— Work instructions —
- A) In the medal-presentation remarks, how many years of service to NATO has Ambassador de Staercke given?
- B) From the medal-presentation remarks, reproduce word for word the passage that begins at the words "A little more" and stops after "such as these.".

— Extracted text —
#####

Gerald R. Ford photo

Remarks Upon Presenting the Department of Defense Medal for Distinguished Public Service

March 29, 1976

Secretary Rumsfeld, honored Ambassadors, distinguished guests, ladies and gentlemen:

I greatly welcome the opportunity to join you here today in honoring these three outstanding men who have served as their countries' representatives the North Atlantic Council--Ambassador de Staercke of Belgium, Ambassador de Rose of France, and Ambassador Bruce of the United States.

In paying this tribute we reaffirm our commitment to our defense, to our way of life, and to the cause of freedom everywhere. This is the responsibility of all of the nations of the North Atlantic alliance and, most particularly, it is the responsibility of the world's most powerful country, the United States.

In this American Bicentennial Year we are reminded of our duty to safeguard the heritage of democracy and of liberty. If we fail, there is no one to take our place.

Over the past year, it has been my privilege to meet, both in Washington and in Brussels, with the Ambassadors that we honor here today. I have found a very remarkable new unity among all the nations of the alliance on political developments in Europe and on the continuing responsibilities of collective defense. Each of the men we honor has given more than his full measure of clear-sighted and dedicated service that we are all called upon to show.

Ambassador de Staercke has given more than 25 years of service to NATO, spanning the service of 10 U.S. Ambassadors, and making in the truest sense of the word a lasting contribution to the solidarity of the West. I would note that our ties with Belgium bilaterally and in the alliance are truly outstanding.

The strength and the durability of our ties are expressed in special measure by one of the countries represented here today. France is our oldest ally, and in our Bicentennial Year it is with special warmth that we reaffirm the closeness of the United States' relations with France.

Ambassador de Rose, in a long and distinguished diplomatic career, has earned an enviable reputation for the skill with which he has represented France, whose role is so important to the security and well-being of the West. I know from Secretaries Kissinger and Rumsfeld that Ambassador de Rose's analytical powers and eloquence enlivened and dignified the deliberations of the North Atlantic Council and were a source of much wisdom.

A little more than a month ago it was my pleasure to confer the highest civilian award of the United States, the Medal of Freedom with Distinction, on David Bruce.1 His outstanding service over half a century of public life has been a unique contribution to American diplomacy and Atlantic unity that will never be equaled.

What we should do and what we must do to honor these men today, in a truly meaningful way, is to ensure that we maintain our strength and that with that strength we safeguard the peace and defend the values that have made our societies great and produced men such as these.

In the final analysis, the success of our diplomacy for peace depends upon our strength. The world's security depends upon our knowledge, and the world's knowledge that we are strong and prepared to defend ourselves when challenged.

#####

— Entries —

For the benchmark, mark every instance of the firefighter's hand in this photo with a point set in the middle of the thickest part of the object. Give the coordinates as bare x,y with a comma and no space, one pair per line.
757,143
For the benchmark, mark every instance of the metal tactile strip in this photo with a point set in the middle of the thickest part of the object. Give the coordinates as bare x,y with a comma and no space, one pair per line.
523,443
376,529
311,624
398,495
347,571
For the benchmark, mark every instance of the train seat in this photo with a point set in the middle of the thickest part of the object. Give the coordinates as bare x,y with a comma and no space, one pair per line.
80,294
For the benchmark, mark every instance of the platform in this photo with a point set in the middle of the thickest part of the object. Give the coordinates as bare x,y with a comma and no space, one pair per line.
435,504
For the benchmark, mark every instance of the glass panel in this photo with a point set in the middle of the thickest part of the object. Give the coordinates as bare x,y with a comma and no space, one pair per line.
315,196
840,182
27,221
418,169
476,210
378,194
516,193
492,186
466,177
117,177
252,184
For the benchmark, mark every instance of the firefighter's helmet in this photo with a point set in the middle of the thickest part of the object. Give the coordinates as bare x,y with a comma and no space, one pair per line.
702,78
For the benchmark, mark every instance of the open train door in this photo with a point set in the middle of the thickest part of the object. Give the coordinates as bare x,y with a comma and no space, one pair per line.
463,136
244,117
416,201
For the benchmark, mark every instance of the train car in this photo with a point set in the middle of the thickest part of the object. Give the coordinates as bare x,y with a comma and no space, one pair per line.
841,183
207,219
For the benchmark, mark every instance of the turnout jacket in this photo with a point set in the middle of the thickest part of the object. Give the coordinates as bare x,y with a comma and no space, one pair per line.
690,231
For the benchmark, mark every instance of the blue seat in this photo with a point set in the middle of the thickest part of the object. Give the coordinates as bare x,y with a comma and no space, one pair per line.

#####

— The solutions —
- A) More than 25 years.

- B)
A little more than a month ago it was my pleasure to confer the highest civilian award of the United States, the Medal of Freedom with Distinction, on David Bruce.1 His outstanding service over half a century of public life has been a unique contribution to American diplomacy and Atlantic unity that will never be equaled.

What we should do and what we must do to honor these men today, in a truly meaningful way, is to ensure that we maintain our strength and that with that strength we safeguard the peace and defend the values that have made our societies great and produced men such as these.